TEXTE SOURCE:
------------------------------------------------------------
Des collectivités loin d’être exemplaires

Loin d’être anodin, ce droit d’accès aux documents administratifs a trouvé un écho particulier dans l'actualité avec les difficultés d’accès des journalistes aux études demandées par le gouvernement au cabinet de conseil McKinsey ou encore au rapport complet des inspections menées par les services de l’Etat sur le groupe Orpéa. Si la députée n’établit pas de palmarès des administrations les plus récalcitrantes, le site "madada", qui permet de suivre l’ensemble des demandes de documents auprès des organismes soumis à des obligations Cada, montre que les collectivités ne seraient pas épargnées par le manque de transparence. Les statistiques produites par le site indiquent par exemple que sur 18 demandes à la ville de Paris, 8 ont abouti. Un score qui tombe à 10 pour 1 à Nice et à 7 pour 1 à Toulouse. Le département du Nord et la métropole de Lyon font mieux avec des chiffres de 7 demandes pour 4 et 10 pour 8 à la métropole de Lyon. Détail des algorithmes utilisés par les collectivités, chiffres et rapports sur la vidéoprotection et police municipale, détail de la commande publique… les dossiers où cela coince ne manquent pas.

Rendre l’avis de la Cada contraignant ?

Pour rendre le droit d’accès aux documents, données et algorithmes plus effectif, Paula Forteza propose plusieurs pistes. Les sous-effectifs de la Cada figurent sans surprise au premier rang. Avec seulement 17 ETP et un budget de 1,4 million d’euros, contre 38 millions pour l’Arcom, la Cada peut difficilement faire face à l’augmentation des saisines. Elle estime aussi que les administrations se réfugient trop facilement derrière la dizaine d’exceptions à la communicabilité - secret des affaires, secret des délibérations… - et souhaite qu’elles soient "mises en balance" avec la nécessaire transparence de l’action publique. Elle suggère ainsi que certains documents protégés soient communiqués "au regard de l’intérêt public d’en connaitre le contenu". Elle émet aussi l’idée de sanctionner les récalcitrants en conférant à la Cada un pouvoir d’injonction sur le modèle de la Cnil. En cas d’avis favorable de la Cada, l’administration aurait l’obligation de communiquer le document, sauf si elle décide de saisir le juge administratif. Et en cas d’avis négatif, les motivations de l’administration concernée seraient rendues publiques. A court terme, elle souhaite que le Parlement se saisisse officiellement du sujet en créant une commission d’enquête et une mission d’évaluation de la loi République numérique de 2016.
------------------------------------------------------------
EXTRAIT DE DONNÉES:
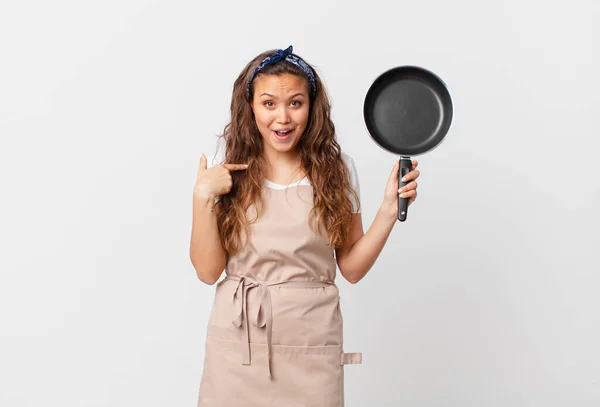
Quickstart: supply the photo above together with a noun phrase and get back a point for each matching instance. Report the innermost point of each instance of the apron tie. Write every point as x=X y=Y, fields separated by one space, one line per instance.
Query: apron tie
x=264 y=312
x=241 y=321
------------------------------------------------------------
CONSIGNE: Citez le texte source en entier, mot pour mot, sans rien y changer.

TÂCHE RÉALISÉE:
Des collectivités loin d’être exemplaires

Loin d’être anodin, ce droit d’accès aux documents administratifs a trouvé un écho particulier dans l'actualité avec les difficultés d’accès des journalistes aux études demandées par le gouvernement au cabinet de conseil McKinsey ou encore au rapport complet des inspections menées par les services de l’Etat sur le groupe Orpéa. Si la députée n’établit pas de palmarès des administrations les plus récalcitrantes, le site "madada", qui permet de suivre l’ensemble des demandes de documents auprès des organismes soumis à des obligations Cada, montre que les collectivités ne seraient pas épargnées par le manque de transparence. Les statistiques produites par le site indiquent par exemple que sur 18 demandes à la ville de Paris, 8 ont abouti. Un score qui tombe à 10 pour 1 à Nice et à 7 pour 1 à Toulouse. Le département du Nord et la métropole de Lyon font mieux avec des chiffres de 7 demandes pour 4 et 10 pour 8 à la métropole de Lyon. Détail des algorithmes utilisés par les collectivités, chiffres et rapports sur la vidéoprotection et police municipale, détail de la commande publique… les dossiers où cela coince ne manquent pas.

Rendre l’avis de la Cada contraignant ?

Pour rendre le droit d’accès aux documents, données et algorithmes plus effectif, Paula Forteza propose plusieurs pistes. Les sous-effectifs de la Cada figurent sans surprise au premier rang. Avec seulement 17 ETP et un budget de 1,4 million d’euros, contre 38 millions pour l’Arcom, la Cada peut difficilement faire face à l’augmentation des saisines. Elle estime aussi que les administrations se réfugient trop facilement derrière la dizaine d’exceptions à la communicabilité - secret des affaires, secret des délibérations… - et souhaite qu’elles soient "mises en balance" avec la nécessaire transparence de l’action publique. Elle suggère ainsi que certains documents protégés soient communiqués "au regard de l’intérêt public d’en connaitre le contenu". Elle émet aussi l’idée de sanctionner les récalcitrants en conférant à la Cada un pouvoir d’injonction sur le modèle de la Cnil. En cas d’avis favorable de la Cada, l’administration aurait l’obligation de communiquer le document, sauf si elle décide de saisir le juge administratif. Et en cas d’avis négatif, les motivations de l’administration concernée seraient rendues publiques. A court terme, elle souhaite que le Parlement se saisisse officiellement du sujet en créant une commission d’enquête et une mission d’évaluation de la loi République numérique de 2016.